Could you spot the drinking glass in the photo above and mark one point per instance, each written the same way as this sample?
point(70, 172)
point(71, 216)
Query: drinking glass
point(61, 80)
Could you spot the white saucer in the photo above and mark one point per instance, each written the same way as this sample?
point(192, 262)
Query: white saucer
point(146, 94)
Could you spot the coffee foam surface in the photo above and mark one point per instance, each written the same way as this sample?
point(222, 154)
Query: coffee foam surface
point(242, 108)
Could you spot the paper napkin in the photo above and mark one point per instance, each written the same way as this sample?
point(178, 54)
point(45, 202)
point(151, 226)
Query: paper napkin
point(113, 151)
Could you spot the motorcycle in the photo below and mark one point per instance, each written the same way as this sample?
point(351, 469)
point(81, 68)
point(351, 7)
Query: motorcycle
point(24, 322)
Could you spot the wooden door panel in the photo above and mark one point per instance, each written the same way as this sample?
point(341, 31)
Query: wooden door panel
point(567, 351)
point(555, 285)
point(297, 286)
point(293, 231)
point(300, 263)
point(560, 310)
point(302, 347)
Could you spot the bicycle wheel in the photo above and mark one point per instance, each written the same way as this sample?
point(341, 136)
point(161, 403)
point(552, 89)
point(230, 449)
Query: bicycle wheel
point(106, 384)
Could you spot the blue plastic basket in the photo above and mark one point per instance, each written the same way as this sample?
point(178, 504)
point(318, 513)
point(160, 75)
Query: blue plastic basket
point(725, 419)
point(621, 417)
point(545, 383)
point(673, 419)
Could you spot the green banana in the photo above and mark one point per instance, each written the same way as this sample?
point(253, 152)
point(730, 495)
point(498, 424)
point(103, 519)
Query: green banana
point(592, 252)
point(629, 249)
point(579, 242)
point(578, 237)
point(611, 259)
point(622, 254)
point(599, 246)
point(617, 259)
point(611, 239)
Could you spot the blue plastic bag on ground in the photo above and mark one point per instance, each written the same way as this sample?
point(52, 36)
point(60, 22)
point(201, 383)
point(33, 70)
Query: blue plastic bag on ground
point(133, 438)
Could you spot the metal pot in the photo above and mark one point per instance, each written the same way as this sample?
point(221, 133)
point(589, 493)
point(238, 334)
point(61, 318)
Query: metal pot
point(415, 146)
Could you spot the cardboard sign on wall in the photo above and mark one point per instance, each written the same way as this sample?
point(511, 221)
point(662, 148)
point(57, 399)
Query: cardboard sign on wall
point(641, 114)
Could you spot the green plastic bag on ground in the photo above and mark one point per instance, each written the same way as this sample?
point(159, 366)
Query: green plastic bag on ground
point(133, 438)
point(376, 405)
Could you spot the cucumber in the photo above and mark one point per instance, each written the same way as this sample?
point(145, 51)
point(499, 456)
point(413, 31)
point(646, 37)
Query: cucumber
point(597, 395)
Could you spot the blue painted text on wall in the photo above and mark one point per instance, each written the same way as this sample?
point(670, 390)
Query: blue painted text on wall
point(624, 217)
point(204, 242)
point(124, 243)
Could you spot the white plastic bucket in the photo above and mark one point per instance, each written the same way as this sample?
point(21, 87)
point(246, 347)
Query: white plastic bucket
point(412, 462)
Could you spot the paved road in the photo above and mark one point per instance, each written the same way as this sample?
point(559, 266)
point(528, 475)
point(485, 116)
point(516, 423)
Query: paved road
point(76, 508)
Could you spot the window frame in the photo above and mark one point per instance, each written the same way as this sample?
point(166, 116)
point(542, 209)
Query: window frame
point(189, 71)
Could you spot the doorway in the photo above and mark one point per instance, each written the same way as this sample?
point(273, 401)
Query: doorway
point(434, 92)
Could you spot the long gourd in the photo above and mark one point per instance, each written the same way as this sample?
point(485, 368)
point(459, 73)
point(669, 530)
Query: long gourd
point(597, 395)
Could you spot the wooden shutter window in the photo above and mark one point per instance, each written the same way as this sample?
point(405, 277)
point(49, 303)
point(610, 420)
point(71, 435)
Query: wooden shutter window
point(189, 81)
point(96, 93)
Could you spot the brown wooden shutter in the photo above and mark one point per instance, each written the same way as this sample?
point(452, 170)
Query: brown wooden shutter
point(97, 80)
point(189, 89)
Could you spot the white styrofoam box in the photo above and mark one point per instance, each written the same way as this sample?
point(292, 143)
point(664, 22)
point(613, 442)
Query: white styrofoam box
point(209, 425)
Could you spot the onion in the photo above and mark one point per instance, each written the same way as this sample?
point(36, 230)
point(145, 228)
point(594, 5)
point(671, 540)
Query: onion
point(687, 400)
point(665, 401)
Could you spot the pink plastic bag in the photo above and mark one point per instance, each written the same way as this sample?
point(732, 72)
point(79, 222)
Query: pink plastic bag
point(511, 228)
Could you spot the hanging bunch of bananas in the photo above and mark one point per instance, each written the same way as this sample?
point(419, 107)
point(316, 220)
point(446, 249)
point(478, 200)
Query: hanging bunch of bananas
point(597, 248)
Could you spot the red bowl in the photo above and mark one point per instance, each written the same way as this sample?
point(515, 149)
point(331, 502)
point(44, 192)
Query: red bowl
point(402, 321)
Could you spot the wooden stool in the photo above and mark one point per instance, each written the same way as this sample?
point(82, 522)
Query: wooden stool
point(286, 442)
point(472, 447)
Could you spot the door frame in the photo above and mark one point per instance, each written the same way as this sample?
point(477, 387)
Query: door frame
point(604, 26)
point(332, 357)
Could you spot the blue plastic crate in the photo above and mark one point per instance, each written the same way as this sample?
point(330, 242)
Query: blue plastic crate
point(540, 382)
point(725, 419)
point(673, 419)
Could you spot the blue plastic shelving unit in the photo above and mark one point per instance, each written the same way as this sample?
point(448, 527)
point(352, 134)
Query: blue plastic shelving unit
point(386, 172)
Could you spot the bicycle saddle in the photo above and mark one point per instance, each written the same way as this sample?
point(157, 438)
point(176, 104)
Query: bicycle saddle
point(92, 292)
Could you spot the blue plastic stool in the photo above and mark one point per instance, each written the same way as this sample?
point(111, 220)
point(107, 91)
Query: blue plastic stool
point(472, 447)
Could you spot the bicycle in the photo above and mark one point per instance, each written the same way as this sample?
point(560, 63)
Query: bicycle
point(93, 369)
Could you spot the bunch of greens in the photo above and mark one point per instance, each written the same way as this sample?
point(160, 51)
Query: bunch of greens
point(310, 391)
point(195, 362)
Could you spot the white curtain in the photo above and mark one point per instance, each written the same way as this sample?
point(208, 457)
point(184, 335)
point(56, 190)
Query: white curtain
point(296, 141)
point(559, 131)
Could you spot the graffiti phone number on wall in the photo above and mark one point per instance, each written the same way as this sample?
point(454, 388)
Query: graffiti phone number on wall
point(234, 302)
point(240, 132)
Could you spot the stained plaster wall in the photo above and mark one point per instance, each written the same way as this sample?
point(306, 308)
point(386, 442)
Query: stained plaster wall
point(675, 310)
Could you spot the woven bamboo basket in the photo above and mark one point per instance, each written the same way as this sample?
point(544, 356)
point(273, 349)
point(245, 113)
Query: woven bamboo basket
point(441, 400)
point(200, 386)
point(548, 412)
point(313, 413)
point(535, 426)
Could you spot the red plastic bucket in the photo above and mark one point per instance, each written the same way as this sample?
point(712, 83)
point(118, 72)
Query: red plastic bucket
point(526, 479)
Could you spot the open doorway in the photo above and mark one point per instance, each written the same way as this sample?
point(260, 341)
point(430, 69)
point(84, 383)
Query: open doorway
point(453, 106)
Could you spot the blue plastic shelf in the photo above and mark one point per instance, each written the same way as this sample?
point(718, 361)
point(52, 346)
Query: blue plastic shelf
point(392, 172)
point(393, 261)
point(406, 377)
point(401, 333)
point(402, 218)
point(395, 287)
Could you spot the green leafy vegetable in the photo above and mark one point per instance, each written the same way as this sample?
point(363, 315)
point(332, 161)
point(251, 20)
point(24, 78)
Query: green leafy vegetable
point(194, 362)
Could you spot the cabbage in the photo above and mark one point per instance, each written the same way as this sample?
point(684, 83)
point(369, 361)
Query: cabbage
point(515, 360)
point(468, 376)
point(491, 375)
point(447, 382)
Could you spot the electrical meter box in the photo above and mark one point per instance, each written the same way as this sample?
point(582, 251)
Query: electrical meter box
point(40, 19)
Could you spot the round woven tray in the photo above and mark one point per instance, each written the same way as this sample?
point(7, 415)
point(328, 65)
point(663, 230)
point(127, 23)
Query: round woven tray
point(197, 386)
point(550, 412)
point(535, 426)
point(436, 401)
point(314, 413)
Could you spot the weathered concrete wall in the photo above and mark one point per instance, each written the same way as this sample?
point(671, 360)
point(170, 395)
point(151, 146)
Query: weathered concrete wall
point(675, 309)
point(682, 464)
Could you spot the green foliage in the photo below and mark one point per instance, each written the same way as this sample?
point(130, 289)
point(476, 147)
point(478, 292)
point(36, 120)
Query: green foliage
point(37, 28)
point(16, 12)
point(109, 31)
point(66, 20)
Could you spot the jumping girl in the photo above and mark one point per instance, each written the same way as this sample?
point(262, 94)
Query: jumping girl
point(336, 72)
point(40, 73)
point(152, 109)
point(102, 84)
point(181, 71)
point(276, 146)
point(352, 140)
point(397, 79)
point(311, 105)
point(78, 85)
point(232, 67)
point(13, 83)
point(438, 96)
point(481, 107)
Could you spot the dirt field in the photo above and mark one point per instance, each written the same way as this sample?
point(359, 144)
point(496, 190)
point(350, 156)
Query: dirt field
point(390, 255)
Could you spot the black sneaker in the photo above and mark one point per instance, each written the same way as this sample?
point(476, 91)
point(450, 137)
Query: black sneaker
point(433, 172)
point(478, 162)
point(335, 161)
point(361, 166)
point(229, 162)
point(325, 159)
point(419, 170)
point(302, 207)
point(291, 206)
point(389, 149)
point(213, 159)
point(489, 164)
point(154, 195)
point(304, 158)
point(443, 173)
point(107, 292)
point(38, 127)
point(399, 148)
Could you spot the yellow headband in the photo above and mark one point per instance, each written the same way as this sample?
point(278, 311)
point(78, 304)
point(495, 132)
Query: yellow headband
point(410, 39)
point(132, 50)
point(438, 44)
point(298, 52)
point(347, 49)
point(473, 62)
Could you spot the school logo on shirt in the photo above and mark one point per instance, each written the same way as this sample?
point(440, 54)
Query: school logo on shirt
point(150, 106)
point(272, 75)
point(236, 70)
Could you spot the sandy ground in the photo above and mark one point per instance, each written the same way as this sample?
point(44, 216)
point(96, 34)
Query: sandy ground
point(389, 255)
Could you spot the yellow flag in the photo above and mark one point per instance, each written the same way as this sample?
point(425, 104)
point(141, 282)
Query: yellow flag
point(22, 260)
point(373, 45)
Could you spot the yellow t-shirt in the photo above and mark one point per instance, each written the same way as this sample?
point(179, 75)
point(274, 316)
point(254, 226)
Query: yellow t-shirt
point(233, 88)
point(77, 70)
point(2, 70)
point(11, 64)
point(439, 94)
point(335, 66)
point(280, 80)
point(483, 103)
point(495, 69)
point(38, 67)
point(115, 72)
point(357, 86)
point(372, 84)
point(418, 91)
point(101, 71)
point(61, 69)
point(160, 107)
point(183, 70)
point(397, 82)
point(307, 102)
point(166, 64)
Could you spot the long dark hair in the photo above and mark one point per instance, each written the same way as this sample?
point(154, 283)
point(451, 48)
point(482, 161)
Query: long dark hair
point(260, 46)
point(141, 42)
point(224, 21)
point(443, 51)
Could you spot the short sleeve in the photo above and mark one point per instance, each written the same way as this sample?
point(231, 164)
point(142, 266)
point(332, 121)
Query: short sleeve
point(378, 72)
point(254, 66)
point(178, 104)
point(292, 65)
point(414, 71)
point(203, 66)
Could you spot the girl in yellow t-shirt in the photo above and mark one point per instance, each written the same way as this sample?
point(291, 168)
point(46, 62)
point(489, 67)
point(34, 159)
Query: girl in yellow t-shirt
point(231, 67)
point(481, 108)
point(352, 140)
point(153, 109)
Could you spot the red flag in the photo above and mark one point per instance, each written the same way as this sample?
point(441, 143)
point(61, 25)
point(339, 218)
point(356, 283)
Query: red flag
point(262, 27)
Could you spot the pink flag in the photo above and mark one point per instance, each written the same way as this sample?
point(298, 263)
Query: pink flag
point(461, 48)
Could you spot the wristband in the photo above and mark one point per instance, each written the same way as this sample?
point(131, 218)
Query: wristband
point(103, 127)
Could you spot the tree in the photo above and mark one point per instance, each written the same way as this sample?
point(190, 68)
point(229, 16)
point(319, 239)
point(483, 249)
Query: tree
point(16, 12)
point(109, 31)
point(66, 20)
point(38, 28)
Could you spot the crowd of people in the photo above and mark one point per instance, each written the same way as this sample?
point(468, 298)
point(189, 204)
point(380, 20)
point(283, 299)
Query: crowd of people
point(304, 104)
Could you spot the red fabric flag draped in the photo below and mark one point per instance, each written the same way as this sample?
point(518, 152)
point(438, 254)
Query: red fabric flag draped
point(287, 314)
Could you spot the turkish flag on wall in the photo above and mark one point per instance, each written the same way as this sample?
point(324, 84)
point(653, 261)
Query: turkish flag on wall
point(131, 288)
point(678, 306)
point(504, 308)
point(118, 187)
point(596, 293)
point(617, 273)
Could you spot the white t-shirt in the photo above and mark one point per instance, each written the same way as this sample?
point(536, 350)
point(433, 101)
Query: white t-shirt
+===+
Please copy out everything from the line containing "Could you spot the short" down to the line containing "point(203, 66)", both included. Shift each coordinate in the answers up by 40 and leave every other line unchanged.

◆ COMPLETE ANSWER ◆
Could you spot the short sleeve in the photo above and mark one point per instance, each written the same way as this sample?
point(231, 164)
point(142, 266)
point(332, 121)
Query: short sleeve
point(418, 112)
point(294, 106)
point(218, 144)
point(332, 105)
point(454, 111)
point(243, 106)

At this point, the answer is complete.